***** 抜粋

高潮や津波による越波・浸水などの被害や、砂浜の侵食被害を防ぐため、さらには港湾の整備等のため、多種類の消波ブロックが使われています。各社の特徴を生かし、防災機能を追求し、四本足、五本足、六本足や穴あき等、その数は一〇〇種類以上あるといわれています。ここでは、その中、消波ブロックの代名詞のように呼ばれているテトラポッドについて述べておきます。

テトラポッドは四本足という意味で、一九四九年、フランスで発明されました。最初に使用されたのは、一九五〇年、モロッコの火力発電所です。わが国では、昭和三十年ごろ初めてテトラポッドが用いられました。それ以降、五〇〇キログラム〜八〇トンまで数多く採用されていますが、消波機能、安定性、施工性等を考慮に入れた完成度の高さから、発明以来約五〇年経た今日まで、その美しい形状は何ら変化していません。

新幹線や飛行機に見られるように高速・低騒音といった機能を追求するとますます美しくなるように、消波機能を高めるほど消波ブロックもそれ自体は機能美としての美しさがでてきます。しかし、古都の中に突然近代的な機能美を持ったビルが出現しても全体としての景観美が損なわれるように、白砂青松の砂浜に消波の機能美を持ったブロックを設置する必要性がある場合でも、個々には美しくとも、景観全体としての調和が重要なのは言うまでもありません。

 

海岸の景観向上対策

 

景勝地にも護岸や防波堤等の防災構造物が必要です。防災と景観美を両立させるため、さまざまな工夫がなされています。

その一つの例として潜堤があげられます。これは、高潮や砂浜の浸食被害を防ぐための離岸堤を、景観向上の観点から見えなくするため、水面下に沈めたもので、消波能力が低下する分は堤の幅を広げることにより対処しており、各地で建設が進められています。

**********

> 以下の課題
#1 消波ブロックに関する抜粋によると、テトラポッドが最初に使用された場所はどこですか。
#2 消波ブロックに関する抜粋で、潜堤の幅が広げられている理由を説明してください。
#3 消波ブロックに関する抜粋を、最後の文の後から書き継いでください。

***** 提供資料

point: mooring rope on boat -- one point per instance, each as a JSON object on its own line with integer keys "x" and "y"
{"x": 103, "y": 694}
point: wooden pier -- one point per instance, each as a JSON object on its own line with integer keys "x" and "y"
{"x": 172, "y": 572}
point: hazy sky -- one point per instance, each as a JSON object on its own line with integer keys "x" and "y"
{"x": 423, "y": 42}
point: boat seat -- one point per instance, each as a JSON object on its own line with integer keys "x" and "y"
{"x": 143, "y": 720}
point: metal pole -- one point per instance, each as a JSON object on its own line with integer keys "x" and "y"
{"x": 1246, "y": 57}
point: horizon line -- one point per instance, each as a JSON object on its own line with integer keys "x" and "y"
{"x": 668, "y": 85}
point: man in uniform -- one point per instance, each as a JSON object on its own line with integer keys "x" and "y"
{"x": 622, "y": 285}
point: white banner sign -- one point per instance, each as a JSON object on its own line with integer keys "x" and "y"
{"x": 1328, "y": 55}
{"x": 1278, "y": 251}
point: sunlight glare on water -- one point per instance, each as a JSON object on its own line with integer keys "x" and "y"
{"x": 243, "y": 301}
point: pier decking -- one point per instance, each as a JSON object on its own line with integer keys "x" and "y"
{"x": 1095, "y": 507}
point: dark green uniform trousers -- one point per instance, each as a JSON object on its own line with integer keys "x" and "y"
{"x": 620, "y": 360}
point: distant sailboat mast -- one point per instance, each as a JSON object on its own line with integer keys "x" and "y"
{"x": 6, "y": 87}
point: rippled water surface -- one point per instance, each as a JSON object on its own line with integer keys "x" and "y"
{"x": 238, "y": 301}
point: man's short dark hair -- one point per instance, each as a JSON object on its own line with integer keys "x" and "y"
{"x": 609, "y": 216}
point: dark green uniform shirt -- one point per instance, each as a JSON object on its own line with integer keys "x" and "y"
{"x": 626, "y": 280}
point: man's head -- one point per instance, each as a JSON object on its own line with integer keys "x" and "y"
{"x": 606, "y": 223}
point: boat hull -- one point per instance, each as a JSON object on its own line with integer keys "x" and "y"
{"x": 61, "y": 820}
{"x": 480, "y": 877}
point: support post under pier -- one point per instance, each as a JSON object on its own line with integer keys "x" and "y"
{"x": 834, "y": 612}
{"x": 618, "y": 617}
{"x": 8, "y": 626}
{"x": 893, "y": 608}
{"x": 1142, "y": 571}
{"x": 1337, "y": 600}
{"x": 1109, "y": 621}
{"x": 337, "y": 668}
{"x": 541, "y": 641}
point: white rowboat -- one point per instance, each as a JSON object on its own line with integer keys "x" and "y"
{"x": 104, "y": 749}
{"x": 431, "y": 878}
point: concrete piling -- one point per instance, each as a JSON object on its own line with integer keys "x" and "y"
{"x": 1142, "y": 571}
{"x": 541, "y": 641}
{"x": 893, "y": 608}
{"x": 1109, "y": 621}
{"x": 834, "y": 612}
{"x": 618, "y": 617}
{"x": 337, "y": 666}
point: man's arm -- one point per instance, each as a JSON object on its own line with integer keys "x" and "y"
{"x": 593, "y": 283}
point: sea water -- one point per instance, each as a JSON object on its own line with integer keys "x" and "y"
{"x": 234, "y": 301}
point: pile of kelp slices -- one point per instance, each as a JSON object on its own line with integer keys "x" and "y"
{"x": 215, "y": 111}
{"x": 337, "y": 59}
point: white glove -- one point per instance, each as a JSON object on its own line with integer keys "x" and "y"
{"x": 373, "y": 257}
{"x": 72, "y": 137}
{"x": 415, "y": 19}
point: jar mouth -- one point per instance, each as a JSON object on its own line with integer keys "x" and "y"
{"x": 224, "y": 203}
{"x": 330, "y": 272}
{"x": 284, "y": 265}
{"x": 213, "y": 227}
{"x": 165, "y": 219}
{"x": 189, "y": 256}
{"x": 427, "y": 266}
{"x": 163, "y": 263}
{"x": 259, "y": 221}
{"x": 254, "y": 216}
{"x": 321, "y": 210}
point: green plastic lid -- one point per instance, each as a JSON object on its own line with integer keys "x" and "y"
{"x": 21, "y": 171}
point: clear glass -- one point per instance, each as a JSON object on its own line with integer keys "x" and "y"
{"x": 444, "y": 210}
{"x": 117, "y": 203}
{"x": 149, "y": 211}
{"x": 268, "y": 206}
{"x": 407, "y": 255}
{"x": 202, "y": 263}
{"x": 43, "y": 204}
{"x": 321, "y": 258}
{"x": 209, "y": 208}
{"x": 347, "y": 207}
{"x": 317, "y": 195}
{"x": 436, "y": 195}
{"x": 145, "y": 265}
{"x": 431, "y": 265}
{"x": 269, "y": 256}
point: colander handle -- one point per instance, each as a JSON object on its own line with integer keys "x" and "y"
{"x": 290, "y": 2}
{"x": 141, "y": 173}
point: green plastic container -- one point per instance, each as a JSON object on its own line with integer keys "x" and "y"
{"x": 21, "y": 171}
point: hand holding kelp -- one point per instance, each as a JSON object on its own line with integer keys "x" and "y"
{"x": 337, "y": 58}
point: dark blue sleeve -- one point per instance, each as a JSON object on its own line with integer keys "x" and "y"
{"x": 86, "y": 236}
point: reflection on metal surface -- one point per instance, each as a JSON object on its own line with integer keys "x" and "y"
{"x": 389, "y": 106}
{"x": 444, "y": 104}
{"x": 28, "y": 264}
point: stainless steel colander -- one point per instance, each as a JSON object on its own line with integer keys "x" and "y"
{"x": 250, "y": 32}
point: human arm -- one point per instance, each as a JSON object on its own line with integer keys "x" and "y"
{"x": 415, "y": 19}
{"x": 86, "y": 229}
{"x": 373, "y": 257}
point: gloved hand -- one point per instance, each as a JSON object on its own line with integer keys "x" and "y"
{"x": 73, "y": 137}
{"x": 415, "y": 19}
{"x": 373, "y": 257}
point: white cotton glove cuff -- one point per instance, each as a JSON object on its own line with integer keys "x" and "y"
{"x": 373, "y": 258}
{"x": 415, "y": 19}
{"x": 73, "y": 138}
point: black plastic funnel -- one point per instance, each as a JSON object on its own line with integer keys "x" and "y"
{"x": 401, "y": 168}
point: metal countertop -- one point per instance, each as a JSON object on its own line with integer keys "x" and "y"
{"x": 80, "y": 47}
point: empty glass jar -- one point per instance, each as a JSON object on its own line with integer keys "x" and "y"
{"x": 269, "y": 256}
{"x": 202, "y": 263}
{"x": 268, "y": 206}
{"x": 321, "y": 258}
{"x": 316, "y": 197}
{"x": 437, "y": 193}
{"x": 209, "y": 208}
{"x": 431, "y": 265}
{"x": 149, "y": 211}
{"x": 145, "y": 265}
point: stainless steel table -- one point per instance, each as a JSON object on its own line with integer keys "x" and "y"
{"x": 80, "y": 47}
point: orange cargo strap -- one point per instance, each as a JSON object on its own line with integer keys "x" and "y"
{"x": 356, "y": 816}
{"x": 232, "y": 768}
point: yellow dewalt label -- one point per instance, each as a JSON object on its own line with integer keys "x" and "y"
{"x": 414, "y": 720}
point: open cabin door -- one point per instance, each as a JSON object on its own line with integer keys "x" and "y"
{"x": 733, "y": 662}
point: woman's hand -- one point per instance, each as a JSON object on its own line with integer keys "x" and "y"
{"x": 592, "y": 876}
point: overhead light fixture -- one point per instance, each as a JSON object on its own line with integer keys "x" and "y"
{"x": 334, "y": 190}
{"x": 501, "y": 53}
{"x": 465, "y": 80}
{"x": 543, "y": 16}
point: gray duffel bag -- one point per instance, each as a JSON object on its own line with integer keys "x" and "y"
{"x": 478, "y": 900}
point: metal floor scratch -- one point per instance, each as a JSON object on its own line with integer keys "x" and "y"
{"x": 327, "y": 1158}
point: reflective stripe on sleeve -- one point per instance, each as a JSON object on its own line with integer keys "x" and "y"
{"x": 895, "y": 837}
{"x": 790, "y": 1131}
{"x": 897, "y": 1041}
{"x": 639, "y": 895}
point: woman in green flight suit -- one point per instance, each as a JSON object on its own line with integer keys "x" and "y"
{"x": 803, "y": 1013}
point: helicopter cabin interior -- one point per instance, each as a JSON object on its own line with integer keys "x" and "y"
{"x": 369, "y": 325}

**********

> 順に解答
#1 モロッコの火力発電所です。

#2 潜堤は、景観を良くするために離岸堤を水面下に沈めて見えなくしたもので、そのぶん消波能力が低下します。その低下を補うために、堤の幅を広げています。

#3
防災と景観美を両立させるもう一つの代表例として擬岩の採用が挙げられます。自然景観のなかに擬岩修景が採用されるケースは大きく分けて二つあります。

その一つは、景勝地に防災目的で護岸や防波堤を設置すると、周囲の景観との調和が取れず、違和感・圧迫感がでてきます。これを取り除く、または、軽減するため擬岩が採用されるケースです。

もう一つは、町や村の名物岩が浸食のため崩落し、観光資源がなくなってしまうおそれがある場合です。浸食を防止し、修復・修景するために擬岩が採用されます。

 

擬岩による修景例

 

写真1では潜堤の標識に擬岩が採用されています。潜堤は水面下にあるため船舶が安全に航行するために標識が必要ですが、その標識として周囲の岩礁地帯と調和させて、擬岩が採用されています。

写真2では、岩礁地帯の護岸に擬岩が採用されています。景勝地にも護岸は必要ですが、美しい岩礁地帯に長い護岸のコンクリート構造物が出現すると、周辺の自然になじまず、浮き上がってしまいます。この施工例では、岩礁地帯に点在している岩を利用して、護岸を作ったというデザインで、長いコンクリート構造物の出現による違和感を軽減しています。